(Saved data entries)
Content starts

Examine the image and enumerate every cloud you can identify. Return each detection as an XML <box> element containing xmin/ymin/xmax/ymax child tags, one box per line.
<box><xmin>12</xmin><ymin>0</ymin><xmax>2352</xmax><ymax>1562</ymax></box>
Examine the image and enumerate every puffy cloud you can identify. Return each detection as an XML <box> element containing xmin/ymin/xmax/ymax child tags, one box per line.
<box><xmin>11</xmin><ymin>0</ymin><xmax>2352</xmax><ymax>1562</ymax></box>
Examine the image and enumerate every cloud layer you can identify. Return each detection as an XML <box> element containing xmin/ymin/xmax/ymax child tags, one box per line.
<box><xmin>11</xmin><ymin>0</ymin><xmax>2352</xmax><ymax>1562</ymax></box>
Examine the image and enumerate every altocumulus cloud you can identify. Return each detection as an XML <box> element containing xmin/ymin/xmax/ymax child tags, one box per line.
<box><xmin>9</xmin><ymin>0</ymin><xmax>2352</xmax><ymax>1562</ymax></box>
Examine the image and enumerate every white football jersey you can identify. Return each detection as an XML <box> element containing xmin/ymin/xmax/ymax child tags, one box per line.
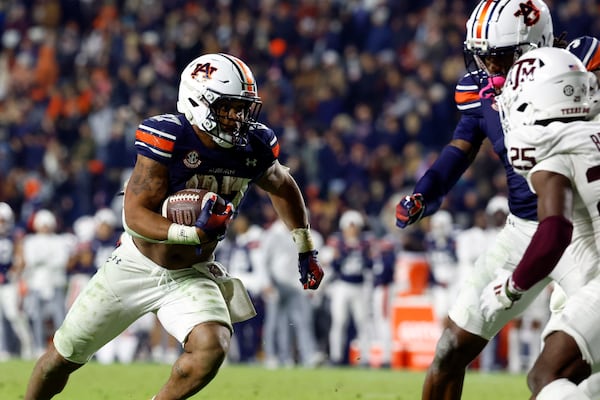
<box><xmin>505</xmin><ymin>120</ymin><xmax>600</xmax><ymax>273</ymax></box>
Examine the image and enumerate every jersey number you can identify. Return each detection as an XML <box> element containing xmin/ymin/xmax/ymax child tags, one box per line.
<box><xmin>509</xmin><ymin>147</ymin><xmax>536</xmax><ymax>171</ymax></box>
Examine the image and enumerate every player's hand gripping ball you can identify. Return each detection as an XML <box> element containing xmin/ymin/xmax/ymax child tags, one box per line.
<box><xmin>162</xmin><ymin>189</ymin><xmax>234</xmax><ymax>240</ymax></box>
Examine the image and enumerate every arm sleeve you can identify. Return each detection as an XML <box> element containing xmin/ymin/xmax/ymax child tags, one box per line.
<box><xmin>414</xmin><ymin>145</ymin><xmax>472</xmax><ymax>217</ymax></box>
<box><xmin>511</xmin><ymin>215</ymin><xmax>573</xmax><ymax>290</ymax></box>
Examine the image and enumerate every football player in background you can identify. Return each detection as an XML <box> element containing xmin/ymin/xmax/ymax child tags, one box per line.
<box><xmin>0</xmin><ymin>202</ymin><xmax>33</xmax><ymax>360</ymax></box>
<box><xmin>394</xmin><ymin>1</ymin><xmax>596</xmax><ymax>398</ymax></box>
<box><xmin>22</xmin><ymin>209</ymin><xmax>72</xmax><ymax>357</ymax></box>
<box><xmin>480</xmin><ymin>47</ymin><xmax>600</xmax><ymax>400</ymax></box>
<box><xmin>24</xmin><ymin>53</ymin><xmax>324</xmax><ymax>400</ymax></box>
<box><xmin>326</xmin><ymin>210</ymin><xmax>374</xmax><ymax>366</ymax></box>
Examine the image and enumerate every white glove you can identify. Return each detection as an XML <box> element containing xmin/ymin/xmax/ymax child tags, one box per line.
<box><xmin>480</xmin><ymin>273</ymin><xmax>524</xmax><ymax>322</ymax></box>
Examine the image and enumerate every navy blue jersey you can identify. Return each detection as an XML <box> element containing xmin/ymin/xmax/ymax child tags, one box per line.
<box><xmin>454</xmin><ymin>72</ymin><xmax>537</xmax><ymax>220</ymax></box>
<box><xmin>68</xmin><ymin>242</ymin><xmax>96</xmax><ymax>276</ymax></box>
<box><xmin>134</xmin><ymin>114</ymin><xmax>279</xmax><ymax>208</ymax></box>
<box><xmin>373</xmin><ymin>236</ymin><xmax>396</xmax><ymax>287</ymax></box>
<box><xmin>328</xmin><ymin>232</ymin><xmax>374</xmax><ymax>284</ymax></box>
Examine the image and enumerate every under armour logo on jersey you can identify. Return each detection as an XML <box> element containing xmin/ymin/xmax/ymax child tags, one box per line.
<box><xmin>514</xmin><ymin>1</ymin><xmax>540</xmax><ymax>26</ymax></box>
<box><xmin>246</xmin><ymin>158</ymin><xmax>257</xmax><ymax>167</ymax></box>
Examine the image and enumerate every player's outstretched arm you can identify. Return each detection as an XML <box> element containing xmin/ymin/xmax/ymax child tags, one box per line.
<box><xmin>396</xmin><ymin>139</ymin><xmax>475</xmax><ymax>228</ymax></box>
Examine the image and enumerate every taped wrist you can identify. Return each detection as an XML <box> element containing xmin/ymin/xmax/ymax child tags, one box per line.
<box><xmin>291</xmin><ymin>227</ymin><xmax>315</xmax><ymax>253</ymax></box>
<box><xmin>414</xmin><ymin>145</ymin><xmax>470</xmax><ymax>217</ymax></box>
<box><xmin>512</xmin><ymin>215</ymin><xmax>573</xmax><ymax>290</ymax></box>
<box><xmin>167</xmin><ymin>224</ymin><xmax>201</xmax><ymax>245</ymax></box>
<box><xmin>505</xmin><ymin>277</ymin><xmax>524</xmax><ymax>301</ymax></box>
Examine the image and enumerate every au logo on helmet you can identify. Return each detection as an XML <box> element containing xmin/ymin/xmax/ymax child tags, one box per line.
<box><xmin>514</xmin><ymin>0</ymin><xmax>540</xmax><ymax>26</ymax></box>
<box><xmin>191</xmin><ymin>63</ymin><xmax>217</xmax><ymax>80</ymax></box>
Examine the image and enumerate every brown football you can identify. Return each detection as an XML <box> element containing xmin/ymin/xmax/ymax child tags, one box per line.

Content ends

| What is expected |
An exact reprint of the records above is required, with all pictures left out.

| Reply |
Examine the image and enumerate every cloud you can identify. Return each detection as an XML <box> element containing xmin/ymin/xmax/ymax child tags, one box per line.
<box><xmin>12</xmin><ymin>0</ymin><xmax>2352</xmax><ymax>1562</ymax></box>
Examine the image and enumerate every puffy cloud you can identify. Return each detection as an XML <box> element containing xmin/ymin/xmax/ymax child tags, one box per line.
<box><xmin>11</xmin><ymin>0</ymin><xmax>2352</xmax><ymax>1562</ymax></box>
Examine the image and enumerate every cloud layer you can identify. Return each detection as an XML <box> element containing xmin/ymin/xmax/ymax child tags, one box per line.
<box><xmin>11</xmin><ymin>0</ymin><xmax>2352</xmax><ymax>1562</ymax></box>
Examine the image and enumerate every altocumulus cloud you can identify. Return each detection as an XML <box> element containing xmin/ymin/xmax/ymax child tags, one box per line.
<box><xmin>9</xmin><ymin>0</ymin><xmax>2352</xmax><ymax>1562</ymax></box>
Examine the image and enumerate every white football jersey you can identify. Return each detection as an XML <box> element containing xmin/ymin/xmax/ymax child tags, one box per line.
<box><xmin>505</xmin><ymin>120</ymin><xmax>600</xmax><ymax>273</ymax></box>
Examine the image and enumerate every jersey number you can identify. Return each detection as an XML <box> element containing xmin/ymin/xmax/ymax child tags, one box per line.
<box><xmin>509</xmin><ymin>147</ymin><xmax>536</xmax><ymax>171</ymax></box>
Examine the image and enumerate every player's hand gripping ball you can identify. Return each detection as an XML <box> element containing xmin/ymin/xmax/ymax child tags, one box per line.
<box><xmin>162</xmin><ymin>189</ymin><xmax>234</xmax><ymax>240</ymax></box>
Examine the image and enumerate every arm sleeve you can identify. Return each detection as an XML <box> element containing xmin/ymin/xmax/ymax child tags, one box per line.
<box><xmin>414</xmin><ymin>145</ymin><xmax>472</xmax><ymax>217</ymax></box>
<box><xmin>511</xmin><ymin>215</ymin><xmax>573</xmax><ymax>290</ymax></box>
Examine the image and enumerate every football player in background you can identify. Return each detection as an XML <box> element containing xmin/ymin/xmax/ymax child tags, one box per line.
<box><xmin>0</xmin><ymin>202</ymin><xmax>33</xmax><ymax>360</ymax></box>
<box><xmin>394</xmin><ymin>1</ymin><xmax>596</xmax><ymax>398</ymax></box>
<box><xmin>22</xmin><ymin>209</ymin><xmax>72</xmax><ymax>357</ymax></box>
<box><xmin>480</xmin><ymin>47</ymin><xmax>600</xmax><ymax>400</ymax></box>
<box><xmin>24</xmin><ymin>53</ymin><xmax>324</xmax><ymax>400</ymax></box>
<box><xmin>326</xmin><ymin>210</ymin><xmax>374</xmax><ymax>366</ymax></box>
Examine the image and enumerate every white glove you can identify. Return each detection as an XML <box> element containing xmin/ymin/xmax/ymax child tags, one box per line.
<box><xmin>480</xmin><ymin>273</ymin><xmax>524</xmax><ymax>322</ymax></box>
Examine the image and enumerate every navy blue jersey you can identify. Return each detection as an XML <box> element containing xmin/ymin/xmax/ymax child tags, one box per line.
<box><xmin>454</xmin><ymin>72</ymin><xmax>537</xmax><ymax>220</ymax></box>
<box><xmin>68</xmin><ymin>242</ymin><xmax>96</xmax><ymax>276</ymax></box>
<box><xmin>134</xmin><ymin>114</ymin><xmax>279</xmax><ymax>208</ymax></box>
<box><xmin>373</xmin><ymin>236</ymin><xmax>396</xmax><ymax>287</ymax></box>
<box><xmin>328</xmin><ymin>232</ymin><xmax>374</xmax><ymax>284</ymax></box>
Examine the image and enumerate every under armour logo on jersey you can identify. Return each detection as an XML <box> element containing xmin/ymin/xmax/ymax child tags, one box per line.
<box><xmin>514</xmin><ymin>1</ymin><xmax>540</xmax><ymax>26</ymax></box>
<box><xmin>246</xmin><ymin>158</ymin><xmax>257</xmax><ymax>167</ymax></box>
Examine the image and enumerate every player's outstretched arm you can identify. Return each detection as an XML <box> element containing xmin/ymin/xmax/ymax child tags, one box per line.
<box><xmin>396</xmin><ymin>139</ymin><xmax>475</xmax><ymax>228</ymax></box>
Examine the image and enumerate every taped wrist you can identify. Return each detection as an XML <box> element containing xmin/ymin/xmax/ymax child tags, one box per line.
<box><xmin>291</xmin><ymin>227</ymin><xmax>315</xmax><ymax>253</ymax></box>
<box><xmin>414</xmin><ymin>145</ymin><xmax>470</xmax><ymax>217</ymax></box>
<box><xmin>512</xmin><ymin>215</ymin><xmax>573</xmax><ymax>290</ymax></box>
<box><xmin>167</xmin><ymin>224</ymin><xmax>201</xmax><ymax>245</ymax></box>
<box><xmin>505</xmin><ymin>277</ymin><xmax>524</xmax><ymax>301</ymax></box>
Examine the image and enumerate every au logo on helmet you can identify. Return each detection as an XML <box> element containing xmin/ymin/xmax/ymax child tags, one box per line.
<box><xmin>514</xmin><ymin>0</ymin><xmax>540</xmax><ymax>26</ymax></box>
<box><xmin>191</xmin><ymin>63</ymin><xmax>217</xmax><ymax>80</ymax></box>
Examine the image and enumerate every brown football you can identify. Return each detection as an XML <box> element containing xmin/ymin/xmax/ymax child tags, one box per line.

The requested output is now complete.